TEXT TO READ =>
------------------------------------------------

Paranormal 'Hot spots' and their influence on investigations

11th July 2018. Reading Time: 7 minutes Stuff paranormal investigators need to know, General, Paranormal Investigation. 1605 page views. 1 comments.

When investigating a property or location, an investigator usually asks for the 'Hot Spots'. Why is activity focused to one particular area and does this information influence the way we conduct our investigations? More to the point, should it?

It is a scene typical of a paranormal reality show. We are all guilty of it, I know I certainly am. You are talking with the owner or representative of a property or location and there are a few questions that are typically asked. One of these being "Where are the hot spots?". When we ask about the 'hot spots' we are not referring to the temperature of the room (although I do always make a point to find out where the heater is because you know it gets pretty cold in Winter). When a paranormal investigator refers to a 'hot spot' it is them asking to be shown the areas where paranormal activity is most likely to occur based on people's experiences.

------------------------------------------------

REQUIREMENT 1 =>
Answer these questions from the piece on paranormal hot spots, one line each:
(a) On what date was the piece published?
(b) Why does the writer always find out where the heater is?
(c) According to the writer, what is an investigator asking to be shown when asking about a 'hot spot'?
REQUIREMENT 2 => Write the next few paragraphs of the piece on paranormal hot spots, starting after its final sentence.

DATA =>
------------------------------------------------

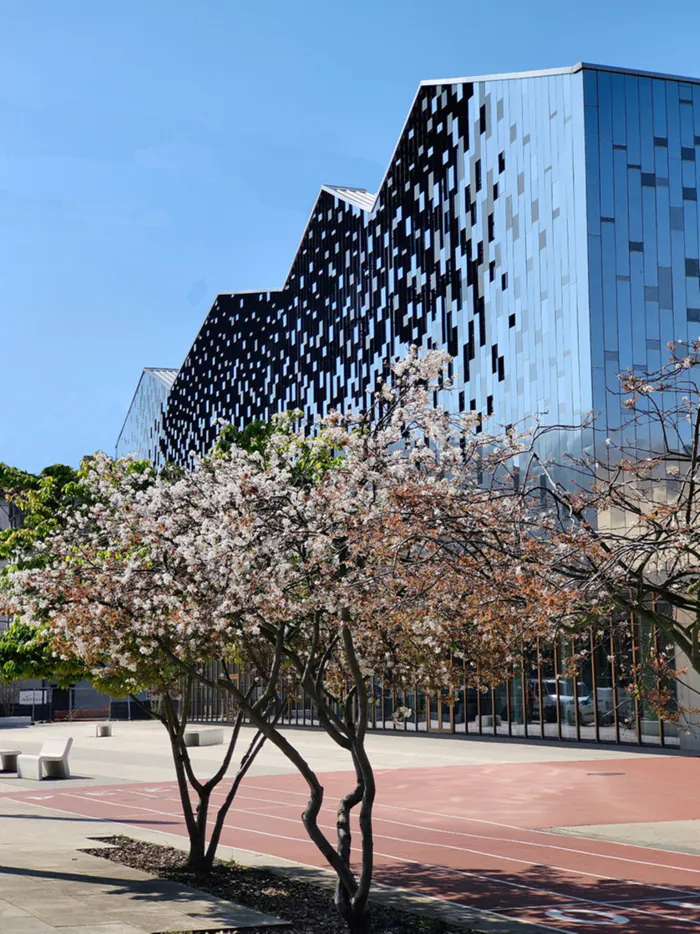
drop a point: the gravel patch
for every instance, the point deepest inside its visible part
(308, 908)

------------------------------------------------

EXPECTED OUTPUT 1 =>
(a) 11th July 2018
(b) Because it gets pretty cold in Winter.
(c) The areas where paranormal activity is most likely to occur based on people's experiences.

EXPECTED OUTPUT 2 =>
Is paranormal activity confined to certain areas of a location?

The answer to this like many questions within the paranormal is simply we don't know for sure. There does always seem to be a certain room in a location that is the 'most intense' or the 'most haunted room' in the location. I will admit in many investigations I have done, there are certain rooms or areas that seem to have more going on. If I was to use Black Rock House as an example, I can tell you of the two most active areas and the two areas where pretty much nothing happens at all. Why this is I don't know. Is it that a spirit stays in a certain area or room because it is somehow significant to them? Is it because they can't leave an area? If it is residual energy is it because that is where that energy is focused?

From a skeptical point of view, there could also be some other factors as to why a person believes a certain area is more active than others. Of course, we need to consider wiring etc. Is there a certain room where there might be some old wiring behind the wall and it causes people to feel dizzy, sick or ill and mistaking this to be paranormal? Are there some rooms that naturally feel a lot colder than other rooms? When a person notices that a room temperature is a lot colder than others they may already feel like it is caused by something paranormal. Maybe a room is a lot darker than others or there are trees nearby a certain window casting shadows. Sometimes just the way a room is decorated can make it feel 'creepy'.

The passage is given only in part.